┌────────
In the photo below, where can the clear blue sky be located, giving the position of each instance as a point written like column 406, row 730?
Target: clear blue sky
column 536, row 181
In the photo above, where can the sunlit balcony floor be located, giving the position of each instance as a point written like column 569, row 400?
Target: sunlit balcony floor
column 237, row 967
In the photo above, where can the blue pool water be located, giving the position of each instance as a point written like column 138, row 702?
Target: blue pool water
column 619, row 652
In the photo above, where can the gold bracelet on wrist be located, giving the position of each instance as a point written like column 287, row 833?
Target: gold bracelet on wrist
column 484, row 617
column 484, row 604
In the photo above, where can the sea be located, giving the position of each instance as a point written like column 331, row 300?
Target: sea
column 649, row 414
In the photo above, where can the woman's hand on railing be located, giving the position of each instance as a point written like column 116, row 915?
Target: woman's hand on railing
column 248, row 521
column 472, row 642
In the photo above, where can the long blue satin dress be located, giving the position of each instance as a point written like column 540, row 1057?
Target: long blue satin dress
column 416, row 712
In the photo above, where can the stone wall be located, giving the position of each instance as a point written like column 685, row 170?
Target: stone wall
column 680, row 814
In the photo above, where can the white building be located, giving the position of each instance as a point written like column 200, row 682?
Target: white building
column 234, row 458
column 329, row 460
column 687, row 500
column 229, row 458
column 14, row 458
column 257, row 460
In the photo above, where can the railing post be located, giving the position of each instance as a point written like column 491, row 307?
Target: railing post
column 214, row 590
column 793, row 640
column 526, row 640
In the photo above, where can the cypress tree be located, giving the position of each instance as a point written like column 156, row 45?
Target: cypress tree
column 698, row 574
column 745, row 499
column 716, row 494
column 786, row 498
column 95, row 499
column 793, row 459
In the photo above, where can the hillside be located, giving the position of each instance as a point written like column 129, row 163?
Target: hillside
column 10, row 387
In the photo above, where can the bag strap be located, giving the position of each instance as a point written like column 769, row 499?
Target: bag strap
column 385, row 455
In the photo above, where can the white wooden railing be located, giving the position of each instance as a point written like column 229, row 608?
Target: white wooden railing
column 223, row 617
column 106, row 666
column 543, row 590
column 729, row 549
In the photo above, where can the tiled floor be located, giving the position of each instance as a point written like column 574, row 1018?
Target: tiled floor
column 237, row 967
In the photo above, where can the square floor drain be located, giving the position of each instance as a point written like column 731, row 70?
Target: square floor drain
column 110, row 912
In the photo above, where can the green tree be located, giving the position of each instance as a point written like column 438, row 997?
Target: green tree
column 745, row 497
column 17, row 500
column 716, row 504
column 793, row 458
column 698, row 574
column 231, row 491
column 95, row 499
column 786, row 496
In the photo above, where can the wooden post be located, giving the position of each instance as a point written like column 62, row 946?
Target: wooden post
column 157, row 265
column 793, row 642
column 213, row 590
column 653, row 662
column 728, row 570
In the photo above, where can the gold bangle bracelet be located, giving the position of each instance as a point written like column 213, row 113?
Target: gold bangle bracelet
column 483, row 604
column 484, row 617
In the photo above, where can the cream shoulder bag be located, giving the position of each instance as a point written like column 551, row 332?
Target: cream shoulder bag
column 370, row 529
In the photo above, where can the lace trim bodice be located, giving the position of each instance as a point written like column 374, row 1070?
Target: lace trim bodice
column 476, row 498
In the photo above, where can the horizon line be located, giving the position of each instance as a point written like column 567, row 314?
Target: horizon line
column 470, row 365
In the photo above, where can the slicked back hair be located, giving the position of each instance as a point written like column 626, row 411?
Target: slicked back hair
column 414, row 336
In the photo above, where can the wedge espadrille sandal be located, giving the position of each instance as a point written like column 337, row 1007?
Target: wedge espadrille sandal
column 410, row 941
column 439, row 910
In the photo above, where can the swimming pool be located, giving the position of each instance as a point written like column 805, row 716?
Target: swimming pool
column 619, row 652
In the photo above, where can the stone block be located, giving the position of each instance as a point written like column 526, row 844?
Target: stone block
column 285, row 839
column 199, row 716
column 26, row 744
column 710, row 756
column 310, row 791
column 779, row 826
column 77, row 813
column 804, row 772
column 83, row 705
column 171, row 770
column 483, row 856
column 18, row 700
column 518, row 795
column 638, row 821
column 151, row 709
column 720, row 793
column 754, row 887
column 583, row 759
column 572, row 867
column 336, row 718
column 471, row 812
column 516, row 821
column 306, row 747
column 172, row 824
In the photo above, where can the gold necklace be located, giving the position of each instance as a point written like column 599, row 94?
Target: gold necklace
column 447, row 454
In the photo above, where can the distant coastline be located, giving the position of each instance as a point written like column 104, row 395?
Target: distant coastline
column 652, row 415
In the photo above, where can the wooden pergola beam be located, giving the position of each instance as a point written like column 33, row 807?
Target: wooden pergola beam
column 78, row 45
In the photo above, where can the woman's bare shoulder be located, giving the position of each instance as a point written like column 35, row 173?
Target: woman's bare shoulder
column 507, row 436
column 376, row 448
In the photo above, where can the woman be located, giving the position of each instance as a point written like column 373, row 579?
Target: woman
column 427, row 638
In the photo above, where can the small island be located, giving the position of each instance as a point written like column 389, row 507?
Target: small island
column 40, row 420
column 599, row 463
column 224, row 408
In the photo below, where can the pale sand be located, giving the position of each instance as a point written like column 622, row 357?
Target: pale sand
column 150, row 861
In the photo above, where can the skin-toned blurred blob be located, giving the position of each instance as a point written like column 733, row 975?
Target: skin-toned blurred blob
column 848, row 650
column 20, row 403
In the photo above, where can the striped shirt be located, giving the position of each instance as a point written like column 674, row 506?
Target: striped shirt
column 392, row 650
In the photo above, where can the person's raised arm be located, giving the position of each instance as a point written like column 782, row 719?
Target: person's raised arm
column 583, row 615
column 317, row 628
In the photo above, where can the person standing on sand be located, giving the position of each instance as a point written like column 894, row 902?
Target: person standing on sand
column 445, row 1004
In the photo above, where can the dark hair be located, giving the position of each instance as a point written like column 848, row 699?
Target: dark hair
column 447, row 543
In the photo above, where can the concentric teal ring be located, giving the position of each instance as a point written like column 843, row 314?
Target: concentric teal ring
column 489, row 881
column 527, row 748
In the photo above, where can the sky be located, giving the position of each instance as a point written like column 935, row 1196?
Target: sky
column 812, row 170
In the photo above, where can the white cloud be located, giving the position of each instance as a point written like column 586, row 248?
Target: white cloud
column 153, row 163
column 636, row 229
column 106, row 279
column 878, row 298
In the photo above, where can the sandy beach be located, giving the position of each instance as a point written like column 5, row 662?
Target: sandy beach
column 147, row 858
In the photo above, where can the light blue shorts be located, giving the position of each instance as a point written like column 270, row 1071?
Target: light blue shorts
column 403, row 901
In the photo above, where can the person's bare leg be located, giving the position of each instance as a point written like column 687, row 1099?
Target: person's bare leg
└────────
**Given instruction**
Replace each "Target" in the data above with "Object" and write the data out again with nothing else altered.

**Response to this exercise**
In the photo below, where can the clear blue sky be located, giving the position of each instance as a point written like column 406, row 730?
Object: clear blue sky
column 536, row 181
In the photo above, where can the sunlit balcony floor be located, giving the position of each instance as a point written like column 569, row 400?
Object: sunlit balcony floor
column 237, row 967
In the photo above, where can the blue pool water be located, giving the position of each instance as a point written like column 138, row 702?
Object: blue pool water
column 619, row 652
In the photo above, where can the gold bracelet on wrist be located, giving the position of each instance as a point written like column 287, row 833?
Object: gold bracelet on wrist
column 484, row 617
column 484, row 604
In the photo above, where can the sea be located, giving the position of each instance as a point written like column 331, row 300?
Object: sea
column 649, row 414
In the photo above, where can the woman's hand on railing be located, giving the position of each instance as a point written like column 116, row 915?
Object: woman's hand on railing
column 248, row 521
column 472, row 642
In the photo above, where can the long blue satin dress be located, giving the position of each instance as a point written like column 540, row 1057?
Object: long blue satin dress
column 416, row 712
In the photo above, where can the stone wall be located, giving the position of each instance as a point written like column 685, row 170?
Object: stone wall
column 680, row 814
In the photo above, where can the white building be located, giving the position of each instance as a point written like column 200, row 682?
Object: white building
column 234, row 458
column 329, row 460
column 687, row 500
column 229, row 458
column 14, row 458
column 257, row 460
In the photo above, where can the railing post be located, giving the position of each instance as a point written like column 491, row 307?
Object: railing post
column 214, row 590
column 793, row 640
column 526, row 640
In the photo above, where can the cypress tree be located, giving the position of each instance as a point written like column 156, row 45?
Object: cypress tree
column 698, row 574
column 745, row 499
column 716, row 494
column 786, row 498
column 95, row 499
column 793, row 459
In the photo above, where can the hillside be located, giving the position of each instance as a point written like column 129, row 163?
Object: hillside
column 10, row 387
In the photo above, where can the bag strap be located, giving the position of each instance as a point written like column 769, row 499?
Object: bag strap
column 385, row 455
In the photo above, where can the white wooden railing be located, giving the position of each instance as a point written like column 229, row 608?
Object: white wooden railing
column 223, row 617
column 106, row 666
column 543, row 590
column 729, row 549
In the photo above, where can the tiled floor be located, giving the position of each instance as a point written like column 574, row 1018?
Object: tiled floor
column 237, row 967
In the photo above, where can the square floor drain be located, giving the position of each instance as a point written like column 731, row 70?
Object: square floor drain
column 110, row 912
In the photo above, where can the green tree be located, giving the position of each instance as a point written like column 438, row 997?
Object: green tree
column 745, row 497
column 17, row 500
column 716, row 504
column 793, row 458
column 698, row 574
column 231, row 491
column 95, row 499
column 786, row 496
In the photo above, where can the wooden post be located, giving the position of each instance as a point written like column 62, row 946?
Object: wooden post
column 157, row 265
column 793, row 642
column 213, row 590
column 653, row 662
column 728, row 570
In the photo above, where can the gold bangle bracelet be located, giving the position of each instance as a point written like column 213, row 113?
Object: gold bangle bracelet
column 483, row 604
column 484, row 617
In the photo above, where can the cream shoulder bag be located, giving the position of each instance as a point written like column 551, row 332?
Object: cream shoulder bag
column 370, row 529
In the photo above, where can the lace trim bodice be located, giving the position of each instance as a point written like column 374, row 1070?
Object: lace trim bodice
column 476, row 498
In the photo above, where can the horizon line be located, giving the position of each instance as a point written like column 567, row 314?
Object: horizon line
column 470, row 365
In the photo above, where can the slicked back hair be located, giving the position of each instance as a point written like column 626, row 411?
Object: slicked back hair
column 414, row 336
In the photo above, where can the wedge espadrille sandal be located, giving the position of each instance as a point written like column 337, row 1007?
Object: wedge espadrille sandal
column 410, row 941
column 439, row 910
In the photo above, where can the swimming pool be located, giving the position of each instance as a point written like column 805, row 716?
Object: swimming pool
column 619, row 652
In the photo above, where can the stone block be located, giving the position of each instance as a point written like column 526, row 844?
Object: stone block
column 285, row 839
column 199, row 716
column 26, row 744
column 710, row 756
column 310, row 791
column 779, row 826
column 77, row 813
column 804, row 772
column 83, row 705
column 171, row 770
column 483, row 856
column 18, row 700
column 518, row 795
column 638, row 821
column 151, row 709
column 720, row 793
column 754, row 887
column 583, row 759
column 572, row 867
column 336, row 718
column 471, row 812
column 516, row 821
column 306, row 747
column 172, row 824
In the photo above, where can the gold necklace be located, giving the position of each instance as a point written like column 599, row 94?
Object: gold necklace
column 447, row 454
In the photo above, where can the distant coastline be located, giving the position of each instance as a point written like column 104, row 395?
Object: distant coastline
column 652, row 415
In the photo above, where can the wooden pergola beam be located, giving the position of each instance as a point written like column 33, row 807?
Object: wooden pergola beam
column 78, row 45
In the photo above, where can the woman's bare shoulder be located, giving the position of each instance as a point written like column 35, row 173?
Object: woman's bare shoulder
column 507, row 436
column 376, row 448
In the photo above, where can the woman be located, giving the position of each instance as a point written like column 373, row 579?
Object: woman
column 427, row 638
In the photo above, where can the small island be located, giving the position of each instance as a point written like column 389, row 507?
Object: small island
column 40, row 420
column 599, row 463
column 224, row 408
In the photo below, where can the pale sand be located, giving the position of each instance as a point written like column 622, row 357?
Object: pale sand
column 150, row 861
In the photo above, where can the skin-toned blurred blob be located, giving the position of each instance as a point written like column 733, row 975?
Object: skin-toned blurred blob
column 848, row 650
column 20, row 403
In the photo above, where can the striped shirt be located, giving the position of each instance as a point written like column 674, row 506?
Object: striped shirt
column 392, row 650
In the photo above, where can the person's raised arm be located, giving the position of each instance as a point written like column 782, row 719?
Object: person's raised arm
column 583, row 615
column 317, row 628
In the photo above, where can the person standing on sand be located, giving the position of each instance as a point written like column 894, row 902?
Object: person standing on sand
column 445, row 1004
In the photo above, where can the dark hair be located, giving the position of each instance as a point written like column 848, row 699?
Object: dark hair
column 447, row 543
In the photo above, where can the concentric teal ring be located, giving the position of each instance as a point written like column 843, row 314?
Object: concentric teal ring
column 489, row 881
column 527, row 748
In the photo above, where can the sky be located, giving the position of each instance as a point written like column 935, row 1196?
Object: sky
column 812, row 170
In the photo above, where can the white cloud be located, giving the position of each instance as a point written like column 586, row 248?
Object: white cloud
column 153, row 163
column 636, row 229
column 106, row 279
column 878, row 298
In the photo above, where can the sandy beach be located, giving the position of each instance as a point written like column 5, row 662?
Object: sandy beach
column 147, row 858
In the photo above, where can the light blue shorts be located, giving the position of each instance as a point written like column 270, row 1071?
Object: light blue shorts
column 403, row 901
In the photo above, where can the person's bare leg be located, giving the position of each instance as a point written like column 687, row 1099?
Object: person's bare leg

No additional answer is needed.